Extract to read:
>>>>>

But it was also the kind of job that gave you bladder cancer.
The Cancer Factory tells the story of the workers who experienced one of the nation's worst, and best-documented, outbreaks of work-related cancer, and the lawyer who has represented the bladder-cancer victims at the plant for more than thirty years, as well as the retired workers who have been diagnosed with the disease and live in constant fear of its recurrence.
In doing so it tells a story of corporate malfeasance and governmental neglect. Workers have only weak protections from exposure to toxic substances in America, and regulatory breaches contribute to an estimated 95,000 deaths from occupational illness each year. Goodyear, and its chemical supplier, Dupont, knew that two of the chemicals used in the plant had been shown to cause cancer, but made little effort to protect the plant's workers until the cluster of bladder cancer cases—and deaths—was undeniable. Based on four decades of reporting and delving deeply into the scientific literature about toxic substances and health risks, the arcana of worker regulations, and reality of loose enforcement, The Cancer Factory exposes the sometimes deadly risks too many workers face.
I RECEIVED A DRC FROM THE PUBLISHER VIA EDELWEISS+. THANK YOU.

<<<<<

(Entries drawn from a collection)
>>>>>

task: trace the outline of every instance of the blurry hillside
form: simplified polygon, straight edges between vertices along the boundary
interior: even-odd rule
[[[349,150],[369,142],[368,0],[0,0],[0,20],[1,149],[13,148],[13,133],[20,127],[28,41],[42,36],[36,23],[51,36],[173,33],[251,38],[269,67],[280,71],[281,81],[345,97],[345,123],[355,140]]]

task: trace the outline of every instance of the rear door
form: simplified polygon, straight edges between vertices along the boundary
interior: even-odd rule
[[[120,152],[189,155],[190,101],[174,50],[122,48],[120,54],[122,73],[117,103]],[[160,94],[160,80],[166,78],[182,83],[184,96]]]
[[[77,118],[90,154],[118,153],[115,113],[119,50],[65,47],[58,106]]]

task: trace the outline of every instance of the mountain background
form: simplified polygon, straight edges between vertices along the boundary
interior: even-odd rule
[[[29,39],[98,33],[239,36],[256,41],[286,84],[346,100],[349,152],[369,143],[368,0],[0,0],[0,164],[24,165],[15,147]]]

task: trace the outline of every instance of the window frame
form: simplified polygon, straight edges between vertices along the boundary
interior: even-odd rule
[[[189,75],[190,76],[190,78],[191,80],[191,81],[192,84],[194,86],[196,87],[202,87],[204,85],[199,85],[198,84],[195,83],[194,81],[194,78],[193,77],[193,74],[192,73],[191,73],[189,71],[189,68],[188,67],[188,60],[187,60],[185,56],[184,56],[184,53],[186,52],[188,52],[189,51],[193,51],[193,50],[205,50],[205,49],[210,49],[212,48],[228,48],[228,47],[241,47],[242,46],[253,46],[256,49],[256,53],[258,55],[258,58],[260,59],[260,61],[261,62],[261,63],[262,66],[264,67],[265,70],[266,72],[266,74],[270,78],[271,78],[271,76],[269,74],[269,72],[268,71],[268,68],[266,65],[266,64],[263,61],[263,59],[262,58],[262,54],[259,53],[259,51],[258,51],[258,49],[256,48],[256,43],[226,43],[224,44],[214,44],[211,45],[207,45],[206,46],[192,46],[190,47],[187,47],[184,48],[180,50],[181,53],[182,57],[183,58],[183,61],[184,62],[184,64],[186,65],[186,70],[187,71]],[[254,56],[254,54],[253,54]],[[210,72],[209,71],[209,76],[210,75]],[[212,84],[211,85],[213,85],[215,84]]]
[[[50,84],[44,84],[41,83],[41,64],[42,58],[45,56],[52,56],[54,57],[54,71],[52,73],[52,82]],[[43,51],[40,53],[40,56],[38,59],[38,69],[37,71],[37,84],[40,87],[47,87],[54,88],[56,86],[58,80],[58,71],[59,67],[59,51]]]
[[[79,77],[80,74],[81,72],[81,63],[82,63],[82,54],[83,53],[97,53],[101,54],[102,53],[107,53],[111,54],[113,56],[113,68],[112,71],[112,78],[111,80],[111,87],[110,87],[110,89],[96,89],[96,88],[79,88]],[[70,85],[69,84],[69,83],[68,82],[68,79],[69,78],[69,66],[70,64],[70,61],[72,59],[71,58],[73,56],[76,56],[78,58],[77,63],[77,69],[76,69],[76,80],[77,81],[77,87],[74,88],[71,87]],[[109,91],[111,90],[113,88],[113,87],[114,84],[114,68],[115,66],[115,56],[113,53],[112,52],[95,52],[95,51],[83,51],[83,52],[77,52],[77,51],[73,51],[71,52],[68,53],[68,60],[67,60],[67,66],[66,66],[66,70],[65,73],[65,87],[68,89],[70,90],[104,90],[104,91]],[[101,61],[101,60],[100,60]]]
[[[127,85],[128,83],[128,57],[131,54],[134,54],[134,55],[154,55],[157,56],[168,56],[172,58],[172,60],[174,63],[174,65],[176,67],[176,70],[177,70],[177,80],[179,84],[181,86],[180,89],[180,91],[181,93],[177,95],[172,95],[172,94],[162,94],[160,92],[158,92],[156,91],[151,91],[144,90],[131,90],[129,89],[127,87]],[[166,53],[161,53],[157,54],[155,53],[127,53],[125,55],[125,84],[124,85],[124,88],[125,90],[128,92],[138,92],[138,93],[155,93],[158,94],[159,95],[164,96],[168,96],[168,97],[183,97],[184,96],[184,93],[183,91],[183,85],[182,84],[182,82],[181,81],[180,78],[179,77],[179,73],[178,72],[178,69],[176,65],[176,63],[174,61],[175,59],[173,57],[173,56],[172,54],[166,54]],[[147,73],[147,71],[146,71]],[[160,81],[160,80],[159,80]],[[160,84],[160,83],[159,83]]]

<<<<<

Extend the passage about The Cancer Factory and the bladder-cancer cases among the plant's workers, picking up right after its last sentence. These records stand on their own and have no connection to the text above.

My Review: The problems of a corporatized economy are multitudinous. One of the biggest is the existence of actual, unkillable zombies: the artificial persons we call corporations. The existence of corporations is not, by itself, evil or even provocative of evil. What happens, though, when one endows a legal fiction with personhood without accountability or mortality is that it never develops morality or empathy.
No entity that could look at the actual people whose lives were ruined, or ended, by the awfulness that is bladder cancer, know that the actions to prevent others from suffering like fates were within its power to enact, and not do it because it might hurt profits, has any business whatsover being given "rights" to free speech or anything else. But that is what the legal fiction of corporate personhood does. The managers and legal eagles who fought the enactment of even the most minimal safety regulations are actual people and can be held accountable. The corporation is the source of the culture that encouraged these people not to see the suffering of actual human beings as a reality to be valued as highly as they saw more money...money they would share in minimally, if at all. They, in their fiduciary duty to the corporation, did not see human life as more worthy of protection and duty of care than corporate profits, and as these corporations are not real people but only fictions, this is utterly outside any system of moral accountability.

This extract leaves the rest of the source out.